:: PROBLEM STATEMENT ::
Reproduce, character for character, the lines of the listing below, from the line with "Where can the guardrail be found here?" up to and including the line with "[[885, 412], [1050, 354]]".

:: DATA EXTRACT ::

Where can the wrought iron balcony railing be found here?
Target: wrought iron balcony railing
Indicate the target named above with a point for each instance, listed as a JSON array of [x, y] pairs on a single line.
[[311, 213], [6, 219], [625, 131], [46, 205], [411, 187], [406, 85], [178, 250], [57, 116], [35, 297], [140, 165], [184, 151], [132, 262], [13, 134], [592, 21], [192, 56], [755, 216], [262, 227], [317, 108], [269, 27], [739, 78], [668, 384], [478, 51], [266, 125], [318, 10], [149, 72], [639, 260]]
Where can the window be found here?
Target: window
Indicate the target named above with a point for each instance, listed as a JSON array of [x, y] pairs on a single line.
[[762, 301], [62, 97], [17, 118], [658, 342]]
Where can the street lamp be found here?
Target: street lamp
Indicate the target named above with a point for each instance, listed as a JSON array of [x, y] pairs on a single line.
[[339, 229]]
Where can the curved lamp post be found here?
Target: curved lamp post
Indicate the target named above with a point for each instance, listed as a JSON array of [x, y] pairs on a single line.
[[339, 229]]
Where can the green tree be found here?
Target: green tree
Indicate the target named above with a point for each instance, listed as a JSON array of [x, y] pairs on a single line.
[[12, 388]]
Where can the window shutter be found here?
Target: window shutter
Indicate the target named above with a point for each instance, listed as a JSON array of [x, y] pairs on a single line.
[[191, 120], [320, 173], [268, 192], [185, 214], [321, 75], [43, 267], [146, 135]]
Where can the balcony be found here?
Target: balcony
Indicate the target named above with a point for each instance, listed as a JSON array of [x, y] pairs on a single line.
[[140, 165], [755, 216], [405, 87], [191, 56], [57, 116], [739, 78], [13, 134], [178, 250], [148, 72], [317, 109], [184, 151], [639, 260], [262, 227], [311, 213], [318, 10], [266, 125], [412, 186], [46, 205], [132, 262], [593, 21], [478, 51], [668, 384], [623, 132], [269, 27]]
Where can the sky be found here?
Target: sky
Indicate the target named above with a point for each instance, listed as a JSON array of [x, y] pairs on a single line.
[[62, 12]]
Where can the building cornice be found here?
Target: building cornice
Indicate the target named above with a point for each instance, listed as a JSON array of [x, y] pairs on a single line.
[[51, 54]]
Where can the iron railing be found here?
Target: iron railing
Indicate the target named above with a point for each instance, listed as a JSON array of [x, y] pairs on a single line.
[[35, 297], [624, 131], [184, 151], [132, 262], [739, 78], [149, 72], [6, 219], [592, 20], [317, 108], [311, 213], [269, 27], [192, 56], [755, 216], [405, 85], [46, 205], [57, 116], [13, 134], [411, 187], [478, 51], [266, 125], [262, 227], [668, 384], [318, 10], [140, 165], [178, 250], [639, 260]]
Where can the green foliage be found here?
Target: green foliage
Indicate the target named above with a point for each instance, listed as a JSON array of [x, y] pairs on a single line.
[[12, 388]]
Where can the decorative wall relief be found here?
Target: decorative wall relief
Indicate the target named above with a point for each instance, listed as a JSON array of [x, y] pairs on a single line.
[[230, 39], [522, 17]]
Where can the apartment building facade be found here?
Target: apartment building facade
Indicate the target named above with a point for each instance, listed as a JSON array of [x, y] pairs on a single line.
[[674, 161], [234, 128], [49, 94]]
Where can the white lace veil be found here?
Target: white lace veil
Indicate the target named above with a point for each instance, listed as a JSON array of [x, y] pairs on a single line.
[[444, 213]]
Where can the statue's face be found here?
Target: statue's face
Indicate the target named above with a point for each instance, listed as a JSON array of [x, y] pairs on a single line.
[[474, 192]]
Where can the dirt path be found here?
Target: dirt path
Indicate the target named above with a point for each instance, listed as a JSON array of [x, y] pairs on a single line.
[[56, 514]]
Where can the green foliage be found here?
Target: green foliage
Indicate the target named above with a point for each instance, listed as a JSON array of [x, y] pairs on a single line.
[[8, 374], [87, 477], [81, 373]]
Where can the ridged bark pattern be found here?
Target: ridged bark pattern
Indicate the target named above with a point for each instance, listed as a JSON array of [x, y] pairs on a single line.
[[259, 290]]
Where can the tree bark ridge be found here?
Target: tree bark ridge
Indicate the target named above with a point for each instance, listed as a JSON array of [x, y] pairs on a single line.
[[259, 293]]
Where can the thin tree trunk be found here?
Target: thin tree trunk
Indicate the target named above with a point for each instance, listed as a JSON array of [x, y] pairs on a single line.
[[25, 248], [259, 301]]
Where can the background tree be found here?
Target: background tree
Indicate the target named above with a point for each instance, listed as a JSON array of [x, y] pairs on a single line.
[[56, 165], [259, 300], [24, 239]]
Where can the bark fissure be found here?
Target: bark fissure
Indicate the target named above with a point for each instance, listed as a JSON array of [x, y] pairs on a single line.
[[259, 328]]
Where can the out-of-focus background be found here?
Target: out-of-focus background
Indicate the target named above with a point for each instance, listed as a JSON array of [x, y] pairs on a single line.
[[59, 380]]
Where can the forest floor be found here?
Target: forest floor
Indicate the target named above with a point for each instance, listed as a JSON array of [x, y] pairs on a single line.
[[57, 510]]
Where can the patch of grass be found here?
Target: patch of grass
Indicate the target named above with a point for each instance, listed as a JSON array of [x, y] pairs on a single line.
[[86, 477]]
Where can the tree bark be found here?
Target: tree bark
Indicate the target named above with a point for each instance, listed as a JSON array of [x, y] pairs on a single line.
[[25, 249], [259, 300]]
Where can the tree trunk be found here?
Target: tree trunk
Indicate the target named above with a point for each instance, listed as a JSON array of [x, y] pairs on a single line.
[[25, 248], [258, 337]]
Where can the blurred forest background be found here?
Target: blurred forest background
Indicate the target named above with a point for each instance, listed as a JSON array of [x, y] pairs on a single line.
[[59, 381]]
...
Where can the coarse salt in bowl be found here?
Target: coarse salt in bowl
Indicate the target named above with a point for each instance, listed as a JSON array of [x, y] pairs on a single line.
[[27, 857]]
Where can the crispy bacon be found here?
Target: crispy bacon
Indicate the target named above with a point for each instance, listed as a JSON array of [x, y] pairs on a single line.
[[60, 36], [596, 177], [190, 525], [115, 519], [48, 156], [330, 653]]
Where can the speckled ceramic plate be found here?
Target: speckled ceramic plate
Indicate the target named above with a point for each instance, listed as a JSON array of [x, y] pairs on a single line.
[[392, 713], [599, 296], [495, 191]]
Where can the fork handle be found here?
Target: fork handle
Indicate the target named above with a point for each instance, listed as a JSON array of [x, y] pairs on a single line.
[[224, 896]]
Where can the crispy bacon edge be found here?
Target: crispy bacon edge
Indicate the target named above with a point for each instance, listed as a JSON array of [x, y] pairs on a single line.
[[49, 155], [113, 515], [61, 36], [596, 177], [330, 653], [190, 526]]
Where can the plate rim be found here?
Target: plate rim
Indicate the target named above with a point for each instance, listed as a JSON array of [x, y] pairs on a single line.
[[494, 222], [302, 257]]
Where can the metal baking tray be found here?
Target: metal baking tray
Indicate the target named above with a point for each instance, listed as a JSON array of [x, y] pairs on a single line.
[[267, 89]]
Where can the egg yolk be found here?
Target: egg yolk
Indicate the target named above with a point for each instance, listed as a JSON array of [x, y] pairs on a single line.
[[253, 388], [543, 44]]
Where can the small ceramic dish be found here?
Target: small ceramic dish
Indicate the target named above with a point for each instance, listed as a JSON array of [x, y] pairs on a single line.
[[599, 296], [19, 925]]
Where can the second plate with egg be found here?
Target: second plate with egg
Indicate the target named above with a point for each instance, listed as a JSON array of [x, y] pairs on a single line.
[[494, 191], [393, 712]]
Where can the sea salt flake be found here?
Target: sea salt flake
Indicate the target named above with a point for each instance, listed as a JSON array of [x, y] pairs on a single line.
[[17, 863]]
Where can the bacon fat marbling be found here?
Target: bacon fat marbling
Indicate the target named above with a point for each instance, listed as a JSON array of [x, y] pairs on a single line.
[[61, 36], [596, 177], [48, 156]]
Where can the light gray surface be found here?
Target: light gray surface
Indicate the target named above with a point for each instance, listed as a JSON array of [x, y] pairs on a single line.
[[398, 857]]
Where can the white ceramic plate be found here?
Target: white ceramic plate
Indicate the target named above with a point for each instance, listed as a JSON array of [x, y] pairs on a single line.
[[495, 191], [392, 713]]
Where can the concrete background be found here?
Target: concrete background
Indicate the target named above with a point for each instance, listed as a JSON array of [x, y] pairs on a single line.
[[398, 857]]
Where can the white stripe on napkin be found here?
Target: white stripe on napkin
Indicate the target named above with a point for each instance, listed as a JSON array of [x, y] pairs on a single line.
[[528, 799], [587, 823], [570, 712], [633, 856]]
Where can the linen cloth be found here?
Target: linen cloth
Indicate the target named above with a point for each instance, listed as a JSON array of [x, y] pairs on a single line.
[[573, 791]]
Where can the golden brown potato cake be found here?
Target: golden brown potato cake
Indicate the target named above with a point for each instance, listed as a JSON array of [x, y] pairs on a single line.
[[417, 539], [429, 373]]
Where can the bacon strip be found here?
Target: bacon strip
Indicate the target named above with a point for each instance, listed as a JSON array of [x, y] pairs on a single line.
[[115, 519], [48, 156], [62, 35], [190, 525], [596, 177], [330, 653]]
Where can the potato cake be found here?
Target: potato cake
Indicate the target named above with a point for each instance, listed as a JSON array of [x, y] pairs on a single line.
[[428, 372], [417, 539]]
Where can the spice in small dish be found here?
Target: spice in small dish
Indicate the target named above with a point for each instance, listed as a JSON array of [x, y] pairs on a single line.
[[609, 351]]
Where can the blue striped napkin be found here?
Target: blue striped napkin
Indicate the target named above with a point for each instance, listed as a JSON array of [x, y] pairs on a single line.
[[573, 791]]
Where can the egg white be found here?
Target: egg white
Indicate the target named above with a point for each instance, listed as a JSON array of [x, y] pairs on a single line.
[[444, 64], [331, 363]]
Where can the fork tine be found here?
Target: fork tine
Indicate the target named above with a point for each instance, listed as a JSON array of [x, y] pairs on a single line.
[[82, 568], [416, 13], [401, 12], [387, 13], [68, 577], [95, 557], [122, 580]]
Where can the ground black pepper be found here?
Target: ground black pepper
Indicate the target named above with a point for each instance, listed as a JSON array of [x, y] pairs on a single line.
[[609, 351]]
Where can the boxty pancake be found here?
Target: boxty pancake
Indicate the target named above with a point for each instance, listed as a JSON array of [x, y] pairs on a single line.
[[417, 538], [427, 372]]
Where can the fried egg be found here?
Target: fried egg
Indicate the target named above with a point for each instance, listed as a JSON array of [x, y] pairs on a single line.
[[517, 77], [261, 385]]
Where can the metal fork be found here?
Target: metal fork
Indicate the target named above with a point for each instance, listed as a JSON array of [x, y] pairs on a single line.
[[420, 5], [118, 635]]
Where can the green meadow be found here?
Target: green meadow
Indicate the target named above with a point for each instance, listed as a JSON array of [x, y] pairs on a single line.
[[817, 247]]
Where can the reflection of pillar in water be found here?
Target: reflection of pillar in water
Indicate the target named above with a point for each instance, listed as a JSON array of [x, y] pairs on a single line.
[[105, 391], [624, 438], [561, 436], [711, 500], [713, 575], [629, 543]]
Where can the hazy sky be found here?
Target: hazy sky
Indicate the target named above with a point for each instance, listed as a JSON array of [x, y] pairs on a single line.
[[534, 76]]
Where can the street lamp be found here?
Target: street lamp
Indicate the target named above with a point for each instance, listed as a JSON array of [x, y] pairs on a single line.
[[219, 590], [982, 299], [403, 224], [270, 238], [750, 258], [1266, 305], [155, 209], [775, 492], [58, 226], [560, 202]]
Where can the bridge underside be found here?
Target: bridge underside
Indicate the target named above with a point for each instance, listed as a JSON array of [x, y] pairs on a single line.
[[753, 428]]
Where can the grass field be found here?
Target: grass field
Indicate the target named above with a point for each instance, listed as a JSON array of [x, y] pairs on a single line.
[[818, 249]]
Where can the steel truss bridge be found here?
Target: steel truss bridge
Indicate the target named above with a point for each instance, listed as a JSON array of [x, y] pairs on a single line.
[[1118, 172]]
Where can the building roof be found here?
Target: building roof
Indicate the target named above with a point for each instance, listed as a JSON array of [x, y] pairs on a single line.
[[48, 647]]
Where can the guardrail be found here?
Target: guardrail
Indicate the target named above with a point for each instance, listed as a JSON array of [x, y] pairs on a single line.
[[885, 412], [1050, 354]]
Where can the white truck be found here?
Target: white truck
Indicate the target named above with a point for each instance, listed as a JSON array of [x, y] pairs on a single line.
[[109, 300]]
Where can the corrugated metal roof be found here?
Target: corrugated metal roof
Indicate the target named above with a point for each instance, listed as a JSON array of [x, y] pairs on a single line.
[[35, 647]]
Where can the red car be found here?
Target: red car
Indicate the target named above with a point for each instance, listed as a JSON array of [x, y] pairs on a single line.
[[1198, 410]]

:: ANSWER FOR THIS EXERCISE ::
Where can the guardrail be found here?
Target: guardrail
Indicate the target named above with a point for each instance, listed as a JSON array of [x, y] pairs on a single line.
[[885, 412], [1050, 354]]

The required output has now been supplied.